- **Reto A**
Imprime sin cambios el pasaje del texto sobre la ira que empieza con las palabras que contienen "Bienaventurada Ira" y concluye con "y la indiferencia.".
- **Reto B**
Prosigue el texto sobre la ira a partir de su última oración.

- **Fragmento del documento**
# # # #

“Vivamos la milicia del cristianismo con buen humor

de guerrillero, no con hosquedad de guarnición sitiada”.

Nicolás Gómez Dávila

“Estoy inaugurando en la Argentina la literatura anticlericalosa. En todos los países católicos existe y aquí es una vergüenza. Los eclesiásticos, como toda sociedad humana, tienen sus defectos, abusos y ridiculeces y si no existe un contraveneno, el córrigo-ridendo-mores, campan con todos sus respetos, como una murga cualquiera”.

Padre Leonardo Castellani


martes, 2 de septiembre de 2014

Bienaventurada Ira




Aristóteles dijo que "la ira es más natural que la concupiscencia''.
Santo Tomás de Aquino ha realizado un estudio sumamente minucioso y ricamente fundamentado de esta curiosa pasión, tan mezclada de razón y jus­ticia, tan connatural al hombre, y que, sin embargo, hoy parece estar proscripta por haber corrido la suerte de aquellas con las que entra en composi­ción.
Habrán notado que casi nadie se permite "airar­se". Por todas partes se escucha decir "¡No te pongas así...!", "¡No te irrites...!" Y lo que suena peor es el consabido sonsonete de "¡No vale la pena!" que si­gue a esto.
Sí, en ese "no vale la pena" está el problema prin­cipal, porque evidencia que quien lo dice ha caído en el relativismo y la indiferencia.
En airarse no hay nada anormal. Lo anormal está en la razón enferma que no encuentra motivo pa­ra airarse, porque "relativismo" e "indiferentismo" son patologías de la inteligencia.
La ira es una pasión que resulta de un razona­miento porque "la ira es apetito de venganza, y esta im­plica una comparación de la pena que ha de aplicarse y el daño recibido; por lo cual dice el Filósofo que «quien silo­giza porque tiene que argüir a alguien, se irrita». Ahora bien, comparar y silogizar es propio de la razón. Luego, también la ira se da en algún modo con la razón".
Y más adelante va a afirmar el Angélico: “Como dice el Filósofo, «la ira escucha de algún modo a la ra­zón», que le anuncia que se ha sufrido una injuria; «pe­ro no la atiende del todo», porque no observa la regla de la razón en contrapesar la venganza. Para la ira, por tanto, se requiere algún acto de la razón y algún impedi­mento de ella (...)" ("Suma Teológica", Ia II*-, cuestión 46, a. 4).

# # # #

- **Ítems extraídos**
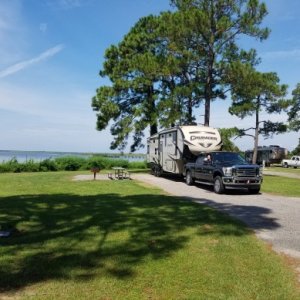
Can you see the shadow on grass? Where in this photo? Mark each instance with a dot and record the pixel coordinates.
(80, 237)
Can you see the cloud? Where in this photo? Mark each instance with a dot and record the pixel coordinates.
(295, 53)
(66, 4)
(27, 63)
(43, 27)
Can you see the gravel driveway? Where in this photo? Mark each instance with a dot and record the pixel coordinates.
(274, 219)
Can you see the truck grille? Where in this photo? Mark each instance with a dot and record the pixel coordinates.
(246, 172)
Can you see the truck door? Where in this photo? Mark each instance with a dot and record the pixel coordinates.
(199, 167)
(297, 162)
(208, 168)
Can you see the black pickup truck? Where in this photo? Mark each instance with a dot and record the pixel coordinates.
(222, 170)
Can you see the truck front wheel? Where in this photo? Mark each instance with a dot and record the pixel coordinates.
(254, 190)
(188, 178)
(218, 185)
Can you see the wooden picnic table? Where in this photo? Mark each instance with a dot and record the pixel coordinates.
(120, 173)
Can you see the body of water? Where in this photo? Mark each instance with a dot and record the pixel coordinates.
(23, 156)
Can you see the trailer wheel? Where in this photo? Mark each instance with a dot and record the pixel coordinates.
(254, 190)
(157, 171)
(188, 178)
(218, 185)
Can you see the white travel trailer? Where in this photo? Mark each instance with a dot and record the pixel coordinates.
(170, 149)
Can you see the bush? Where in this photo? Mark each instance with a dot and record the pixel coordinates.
(48, 165)
(11, 166)
(138, 165)
(29, 166)
(70, 163)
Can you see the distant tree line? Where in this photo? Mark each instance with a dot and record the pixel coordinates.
(68, 163)
(168, 65)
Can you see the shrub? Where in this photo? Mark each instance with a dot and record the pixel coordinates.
(48, 165)
(70, 163)
(29, 166)
(137, 165)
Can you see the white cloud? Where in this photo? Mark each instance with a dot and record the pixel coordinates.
(13, 35)
(295, 53)
(43, 27)
(27, 63)
(66, 4)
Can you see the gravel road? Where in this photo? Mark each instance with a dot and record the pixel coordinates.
(274, 219)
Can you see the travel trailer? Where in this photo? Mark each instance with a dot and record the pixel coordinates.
(268, 155)
(170, 149)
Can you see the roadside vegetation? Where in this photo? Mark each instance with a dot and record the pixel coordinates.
(68, 163)
(279, 185)
(280, 169)
(123, 240)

# # # #

- **Respuesta A**
Bienaventurada Ira




Aristóteles dijo que "la ira es más natural que la concupiscencia''.
Santo Tomás de Aquino ha realizado un estudio sumamente minucioso y ricamente fundamentado de esta curiosa pasión, tan mezclada de razón y jus­ticia, tan connatural al hombre, y que, sin embargo, hoy parece estar proscripta por haber corrido la suerte de aquellas con las que entra en composi­ción.
Habrán notado que casi nadie se permite "airar­se". Por todas partes se escucha decir "¡No te pongas así...!", "¡No te irrites...!" Y lo que suena peor es el consabido sonsonete de "¡No vale la pena!" que si­gue a esto.
Sí, en ese "no vale la pena" está el problema prin­cipal, porque evidencia que quien lo dice ha caído en el relativismo y la indiferencia.

- **Respuesta B**
Nuestra parte sensitiva vive de los datos que percibe a través de los sentidos. La incompletitud sensitiva del animal racional busca colmarse usan­do dos potencias: el apetito concupiscible y el ape­tito irascible.
Por la primera, procura el bien porque es delei­table y conveniente a los sentidos, bien que, cuando es de difícil o ardua consecución, pone en actividad la segunda potencia, el apetito irascible, el que tendrá a su cargo rechazar cualquier obstáculo que se oponga al logro de ese bien.
"La capacidad de irritarse fue dada a los seres sensi­bles para que dispongan de un modo de derribar obstácu­los, cuando la fuerza volitiva se ve impedida de lanzarse hacia su objeto, a causa de las dificultades que se ofrecen para conseguir un bien o evitar un mal” (op. cit., Ia II*, cuestión 23, a. 1).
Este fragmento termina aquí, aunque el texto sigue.